- **Extract provided**

━━━━━━━━━━━━━━━━

All the petroleum spilled by leaky oil tankers, broken pipelines and toppled drilling rigs—including the Deepwater Horizon—pales in comparison to the amount that washes into the sea from land-based sources, primarily motor vehicles, according to a new report from the National Academies of Sciences, Engineering, and Medicine.
From 2010-19, those land-based sources leaked an estimated 1.2 million metric tons of petroleum each year that found its way to the sea, according to the report, compared to 380 tons per year from pipeline spills, 200 tons from tank vessel spills, and 66,500 tons from platforms and other extraction activities. Most of that last figure—57,000 tons of it—derives from the 2010 Deepwater Horizon disaster in the Gulf of Mexico.
“The top source of oil in the ocean is land-based runoff, at an estimated volume up to 20 times higher than was reported two decades ago,” according to a press release accompanying the report. “Most of this pollution occurs through water from rain or snowmelt carrying oil, primarily from cities and vehicles, to rivers and ultimately into the ocean. Runoff from highways, parking lots, vehicle washing, and vehicle fluid leaks all contribute.”

━━━━━━━━━━━━━━━━

- **Dataset content**
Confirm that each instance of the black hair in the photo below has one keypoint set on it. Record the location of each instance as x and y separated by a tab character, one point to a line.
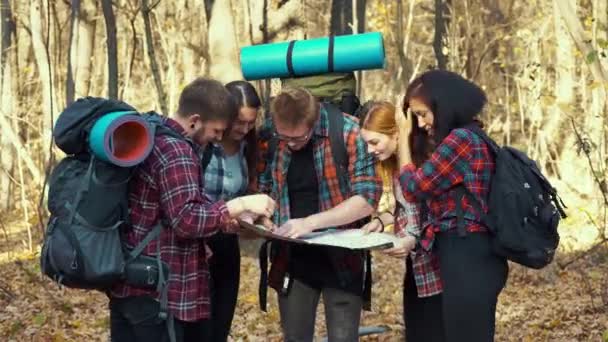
244	93
454	101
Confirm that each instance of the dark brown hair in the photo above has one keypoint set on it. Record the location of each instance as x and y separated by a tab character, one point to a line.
454	101
209	99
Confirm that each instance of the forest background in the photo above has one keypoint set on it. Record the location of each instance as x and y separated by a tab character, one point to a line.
542	63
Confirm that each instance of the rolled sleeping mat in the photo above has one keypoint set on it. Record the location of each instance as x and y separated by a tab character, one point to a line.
122	138
313	56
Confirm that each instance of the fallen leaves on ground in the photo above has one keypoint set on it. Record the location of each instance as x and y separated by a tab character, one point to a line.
546	305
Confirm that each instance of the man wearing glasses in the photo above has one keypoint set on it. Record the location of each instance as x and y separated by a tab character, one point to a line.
302	177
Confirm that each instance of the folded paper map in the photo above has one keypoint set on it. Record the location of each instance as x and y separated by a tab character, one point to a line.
345	238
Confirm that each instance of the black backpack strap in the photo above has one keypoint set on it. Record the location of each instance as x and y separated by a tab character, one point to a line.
206	158
460	192
484	136
338	146
153	234
163	289
367	282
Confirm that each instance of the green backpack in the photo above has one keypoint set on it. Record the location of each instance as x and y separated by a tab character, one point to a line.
339	89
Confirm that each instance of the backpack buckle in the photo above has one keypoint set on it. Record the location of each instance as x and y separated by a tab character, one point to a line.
150	280
74	264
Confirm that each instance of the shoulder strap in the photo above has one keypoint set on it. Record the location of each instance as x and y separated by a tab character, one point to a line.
484	136
206	158
338	146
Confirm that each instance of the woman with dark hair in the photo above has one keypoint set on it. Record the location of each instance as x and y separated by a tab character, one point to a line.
230	173
441	160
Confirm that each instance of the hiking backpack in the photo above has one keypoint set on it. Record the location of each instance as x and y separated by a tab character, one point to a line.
339	89
88	203
524	210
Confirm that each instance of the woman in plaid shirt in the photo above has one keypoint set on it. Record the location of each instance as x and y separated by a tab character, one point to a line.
439	156
423	280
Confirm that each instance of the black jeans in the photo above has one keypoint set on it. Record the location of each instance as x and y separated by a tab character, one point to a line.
224	268
135	319
473	277
299	309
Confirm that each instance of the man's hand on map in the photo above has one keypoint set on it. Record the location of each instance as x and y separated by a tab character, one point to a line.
267	223
375	225
295	228
402	248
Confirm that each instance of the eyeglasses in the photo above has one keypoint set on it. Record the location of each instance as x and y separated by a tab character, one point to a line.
419	113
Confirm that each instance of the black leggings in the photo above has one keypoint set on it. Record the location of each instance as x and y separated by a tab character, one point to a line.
225	275
472	278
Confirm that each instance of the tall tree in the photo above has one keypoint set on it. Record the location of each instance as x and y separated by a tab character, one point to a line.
341	20
80	49
442	21
223	49
108	15
8	95
39	21
162	98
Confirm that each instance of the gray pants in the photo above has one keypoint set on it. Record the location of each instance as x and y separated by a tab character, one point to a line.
299	308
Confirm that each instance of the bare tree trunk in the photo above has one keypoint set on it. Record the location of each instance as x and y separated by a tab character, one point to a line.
108	14
570	161
162	98
564	86
80	50
341	17
7	29
69	83
37	17
442	21
223	50
576	30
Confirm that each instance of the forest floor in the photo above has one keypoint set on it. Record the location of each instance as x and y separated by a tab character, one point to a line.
552	304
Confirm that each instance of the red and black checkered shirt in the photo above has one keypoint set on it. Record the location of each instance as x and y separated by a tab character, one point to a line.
461	158
168	186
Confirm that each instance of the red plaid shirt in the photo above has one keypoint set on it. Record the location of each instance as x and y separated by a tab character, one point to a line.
168	185
364	181
461	158
425	264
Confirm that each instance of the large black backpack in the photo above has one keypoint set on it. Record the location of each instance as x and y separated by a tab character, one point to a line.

━━━━━━━━━━━━━━━━

- **Tasks to perform**
1. Retype the passage on oil pollution in the ocean, everything from "From 2010-19, those" down to "Gulf of Mexico.".
2. According to the passage on oil pollution in the ocean, how many tons of the yearly amount from platforms and other extraction activities come from the 2010 Deepwater Horizon disaster?
3. Proceed with the passage on oil pollution in the ocean, picking up after its final sentence.

- **Answers provided**
1.
From 2010-19, those land-based sources leaked an estimated 1.2 million metric tons of petroleum each year that found its way to the sea, according to the report, compared to 380 tons per year from pipeline spills, 200 tons from tank vessel spills, and 66,500 tons from platforms and other extraction activities. Most of that last figure—57,000 tons of it—derives from the 2010 Deepwater Horizon disaster in the Gulf of Mexico.

2. 57,000 tons

3.
The second highest source is natural oil seeps, at about 100,000 tons per year.
The report cautions that government agencies, including the EPA, are not monitoring rivers and harbors for runoff from “non-point sources,” such as cars and gas stations, which makes it difficult to quantify the amounts that actually may be reaching the sea and the resulting effects.
Land-based pollution appears to be much worse than it was 20 years ago, when the prior edition of the same report estimated it at 54,000 tons per year. However, the report sees some prospects for improvement in the next 20 years thanks to motor oil recycling, improved fuel efficiency and the electrification of transportation.
These “personal and industrial practices for controlling nonpoint pollution… will have the added benefit of reduction in land-based runoff.”